ASSIGNED TASK.
Look through the data below for the line with "Would you please tag the wooden slat", and transcribe it exactly together with each line after it up to and including the line with "Would you please tag the deer body". Give nothing else.

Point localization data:
=== Begin Enclosure ===
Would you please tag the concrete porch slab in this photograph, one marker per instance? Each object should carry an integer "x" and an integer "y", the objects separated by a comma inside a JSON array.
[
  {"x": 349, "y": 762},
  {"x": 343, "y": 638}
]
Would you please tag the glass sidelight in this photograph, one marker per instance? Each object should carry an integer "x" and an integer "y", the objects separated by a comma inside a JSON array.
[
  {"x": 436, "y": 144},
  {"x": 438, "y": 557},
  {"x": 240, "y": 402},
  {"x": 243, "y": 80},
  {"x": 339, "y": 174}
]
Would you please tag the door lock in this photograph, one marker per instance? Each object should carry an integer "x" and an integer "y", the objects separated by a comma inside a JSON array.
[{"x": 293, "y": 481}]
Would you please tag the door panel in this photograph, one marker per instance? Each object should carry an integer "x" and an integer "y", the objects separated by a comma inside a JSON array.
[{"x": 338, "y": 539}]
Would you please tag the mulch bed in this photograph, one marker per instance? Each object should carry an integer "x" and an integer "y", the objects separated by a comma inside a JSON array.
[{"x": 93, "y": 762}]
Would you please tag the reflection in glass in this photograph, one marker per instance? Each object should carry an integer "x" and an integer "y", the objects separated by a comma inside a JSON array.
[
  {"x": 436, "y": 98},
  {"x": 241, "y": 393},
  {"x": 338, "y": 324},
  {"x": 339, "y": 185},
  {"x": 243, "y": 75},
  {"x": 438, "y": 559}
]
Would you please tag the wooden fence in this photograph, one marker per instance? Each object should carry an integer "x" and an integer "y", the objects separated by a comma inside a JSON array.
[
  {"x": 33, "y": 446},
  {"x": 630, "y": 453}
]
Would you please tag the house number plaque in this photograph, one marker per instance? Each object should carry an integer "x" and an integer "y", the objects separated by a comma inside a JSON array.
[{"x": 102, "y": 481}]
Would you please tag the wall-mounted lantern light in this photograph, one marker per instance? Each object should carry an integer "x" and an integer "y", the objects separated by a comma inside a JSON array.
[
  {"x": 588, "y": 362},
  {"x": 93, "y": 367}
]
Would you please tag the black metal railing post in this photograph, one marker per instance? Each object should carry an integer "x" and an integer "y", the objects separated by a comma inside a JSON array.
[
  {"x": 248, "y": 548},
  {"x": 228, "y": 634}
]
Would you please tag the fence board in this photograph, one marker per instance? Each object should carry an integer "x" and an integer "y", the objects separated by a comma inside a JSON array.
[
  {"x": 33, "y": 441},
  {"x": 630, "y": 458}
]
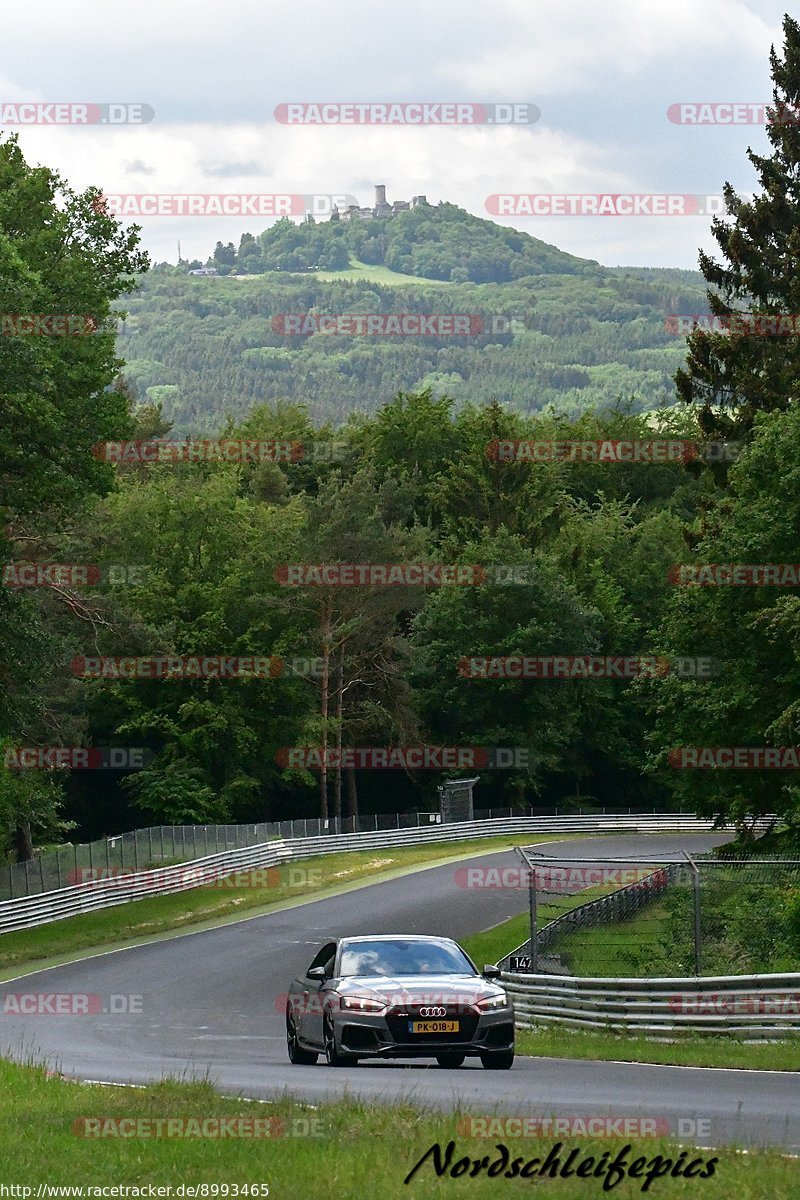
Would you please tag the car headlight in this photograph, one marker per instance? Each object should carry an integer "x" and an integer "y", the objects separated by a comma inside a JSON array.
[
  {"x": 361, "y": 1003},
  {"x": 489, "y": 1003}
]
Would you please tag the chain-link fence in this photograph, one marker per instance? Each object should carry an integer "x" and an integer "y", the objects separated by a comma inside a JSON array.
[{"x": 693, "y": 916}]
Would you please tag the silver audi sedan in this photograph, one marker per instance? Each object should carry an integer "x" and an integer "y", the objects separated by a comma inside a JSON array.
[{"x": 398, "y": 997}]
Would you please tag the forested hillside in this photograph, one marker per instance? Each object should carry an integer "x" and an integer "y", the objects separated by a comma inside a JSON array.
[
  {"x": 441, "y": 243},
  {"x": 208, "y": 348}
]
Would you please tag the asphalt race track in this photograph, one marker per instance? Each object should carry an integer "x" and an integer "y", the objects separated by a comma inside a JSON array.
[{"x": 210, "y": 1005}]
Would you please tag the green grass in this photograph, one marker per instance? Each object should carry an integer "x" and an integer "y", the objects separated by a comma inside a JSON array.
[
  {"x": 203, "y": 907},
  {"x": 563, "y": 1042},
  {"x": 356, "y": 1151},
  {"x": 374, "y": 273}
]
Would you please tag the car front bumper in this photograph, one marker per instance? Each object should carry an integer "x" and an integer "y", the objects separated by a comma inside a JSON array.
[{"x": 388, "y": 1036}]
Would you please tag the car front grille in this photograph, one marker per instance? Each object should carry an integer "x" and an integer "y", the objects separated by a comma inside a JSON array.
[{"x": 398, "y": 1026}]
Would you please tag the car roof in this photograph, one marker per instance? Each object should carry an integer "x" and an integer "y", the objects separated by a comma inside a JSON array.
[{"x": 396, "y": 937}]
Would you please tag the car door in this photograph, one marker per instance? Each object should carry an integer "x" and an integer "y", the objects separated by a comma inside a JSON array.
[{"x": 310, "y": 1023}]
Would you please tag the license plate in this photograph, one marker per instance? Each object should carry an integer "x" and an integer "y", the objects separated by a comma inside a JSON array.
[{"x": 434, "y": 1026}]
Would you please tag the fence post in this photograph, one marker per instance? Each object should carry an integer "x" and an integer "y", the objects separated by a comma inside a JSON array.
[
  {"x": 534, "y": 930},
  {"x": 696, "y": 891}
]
=== End Enclosure ===
=== Begin Enclosure ===
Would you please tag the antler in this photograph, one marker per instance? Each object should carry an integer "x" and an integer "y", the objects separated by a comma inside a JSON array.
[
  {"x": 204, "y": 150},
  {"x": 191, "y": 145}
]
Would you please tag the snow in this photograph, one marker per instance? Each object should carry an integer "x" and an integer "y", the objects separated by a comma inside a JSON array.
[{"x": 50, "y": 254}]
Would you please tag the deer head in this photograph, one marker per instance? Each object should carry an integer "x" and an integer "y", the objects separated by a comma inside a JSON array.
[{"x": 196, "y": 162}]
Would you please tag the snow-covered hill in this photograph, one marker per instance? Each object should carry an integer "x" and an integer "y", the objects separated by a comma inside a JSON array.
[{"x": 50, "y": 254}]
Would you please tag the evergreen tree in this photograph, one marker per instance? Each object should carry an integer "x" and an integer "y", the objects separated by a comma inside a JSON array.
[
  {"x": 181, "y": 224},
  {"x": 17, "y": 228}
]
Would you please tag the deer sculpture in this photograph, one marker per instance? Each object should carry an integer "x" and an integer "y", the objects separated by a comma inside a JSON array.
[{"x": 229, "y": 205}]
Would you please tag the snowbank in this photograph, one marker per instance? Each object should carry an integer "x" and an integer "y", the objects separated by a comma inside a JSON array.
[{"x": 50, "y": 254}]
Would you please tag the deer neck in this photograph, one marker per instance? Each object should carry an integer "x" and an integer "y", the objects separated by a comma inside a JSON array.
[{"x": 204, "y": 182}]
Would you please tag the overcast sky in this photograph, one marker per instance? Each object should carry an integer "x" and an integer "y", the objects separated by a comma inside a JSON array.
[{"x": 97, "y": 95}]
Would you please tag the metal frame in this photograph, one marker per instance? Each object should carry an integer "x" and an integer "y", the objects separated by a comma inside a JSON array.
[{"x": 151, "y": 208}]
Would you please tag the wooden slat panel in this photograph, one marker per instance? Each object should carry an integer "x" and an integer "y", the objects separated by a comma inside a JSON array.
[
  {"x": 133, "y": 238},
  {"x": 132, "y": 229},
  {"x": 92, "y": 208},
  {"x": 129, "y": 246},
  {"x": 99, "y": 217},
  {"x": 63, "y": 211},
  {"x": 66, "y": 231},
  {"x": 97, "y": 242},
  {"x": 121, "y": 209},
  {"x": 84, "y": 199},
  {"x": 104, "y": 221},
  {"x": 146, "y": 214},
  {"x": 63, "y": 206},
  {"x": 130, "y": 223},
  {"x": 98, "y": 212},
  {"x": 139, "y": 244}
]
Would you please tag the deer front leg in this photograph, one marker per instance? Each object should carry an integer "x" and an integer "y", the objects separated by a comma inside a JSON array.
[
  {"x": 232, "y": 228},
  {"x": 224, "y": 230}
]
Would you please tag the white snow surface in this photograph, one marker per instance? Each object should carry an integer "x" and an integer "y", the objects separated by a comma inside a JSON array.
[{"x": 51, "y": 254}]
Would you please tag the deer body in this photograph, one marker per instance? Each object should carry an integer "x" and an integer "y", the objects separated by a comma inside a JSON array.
=== End Enclosure ===
SOLUTION.
Would you please tag the wooden slat panel in this photograph, one marker per instance? Each object should carry an integer "x" and an integer "y", the objects separated by a comma inside a JSON array.
[
  {"x": 133, "y": 238},
  {"x": 132, "y": 229},
  {"x": 92, "y": 208},
  {"x": 129, "y": 246},
  {"x": 99, "y": 217},
  {"x": 63, "y": 211},
  {"x": 66, "y": 231},
  {"x": 97, "y": 242},
  {"x": 121, "y": 209},
  {"x": 84, "y": 199},
  {"x": 104, "y": 221},
  {"x": 146, "y": 214},
  {"x": 63, "y": 206},
  {"x": 130, "y": 223},
  {"x": 98, "y": 212},
  {"x": 139, "y": 244}
]
Would you please tag the deer front leg in this photograph, one marker per instance? Each object should carry an integer "x" and an integer "y", the objects separated by a comma inside a JSON array.
[
  {"x": 232, "y": 228},
  {"x": 224, "y": 230}
]
Would you please tag the white snow surface in this photograph, one marker per instance? Each object should carry an integer "x" and an integer "y", the objects separated by a comma inside a JSON array.
[{"x": 51, "y": 254}]
Would you please tag the deer body in this photograph, one marker per instance? Each object should carry an integer "x" and an integer "y", the objects separated by a comma inside a JSON array.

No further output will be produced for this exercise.